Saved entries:
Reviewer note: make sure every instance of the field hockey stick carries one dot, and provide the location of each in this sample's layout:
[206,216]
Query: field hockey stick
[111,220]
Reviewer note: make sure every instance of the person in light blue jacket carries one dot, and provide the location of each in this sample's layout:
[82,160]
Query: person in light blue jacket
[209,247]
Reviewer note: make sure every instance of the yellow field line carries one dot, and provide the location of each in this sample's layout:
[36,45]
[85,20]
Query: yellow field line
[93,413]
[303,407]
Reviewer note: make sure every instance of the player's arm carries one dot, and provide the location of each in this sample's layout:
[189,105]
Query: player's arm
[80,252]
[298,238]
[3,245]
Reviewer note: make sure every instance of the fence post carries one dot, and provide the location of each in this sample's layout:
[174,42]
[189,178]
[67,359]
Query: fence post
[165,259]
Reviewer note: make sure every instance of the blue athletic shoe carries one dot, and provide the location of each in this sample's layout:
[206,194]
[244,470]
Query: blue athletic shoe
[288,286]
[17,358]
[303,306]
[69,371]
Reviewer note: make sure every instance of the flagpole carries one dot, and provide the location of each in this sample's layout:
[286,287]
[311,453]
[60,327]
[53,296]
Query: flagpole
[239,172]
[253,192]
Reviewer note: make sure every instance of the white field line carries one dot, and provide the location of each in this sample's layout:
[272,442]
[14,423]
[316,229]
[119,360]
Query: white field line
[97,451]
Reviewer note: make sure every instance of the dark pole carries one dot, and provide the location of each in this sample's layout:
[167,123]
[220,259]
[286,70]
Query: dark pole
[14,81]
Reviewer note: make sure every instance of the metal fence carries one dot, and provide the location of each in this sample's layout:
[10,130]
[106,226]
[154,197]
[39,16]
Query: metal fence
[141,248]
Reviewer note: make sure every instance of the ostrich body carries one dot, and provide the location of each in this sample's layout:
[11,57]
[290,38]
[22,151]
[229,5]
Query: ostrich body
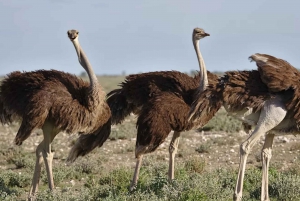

**To do**
The answer should be a single number: the count of lines in the data that include the string "body".

**Solution**
2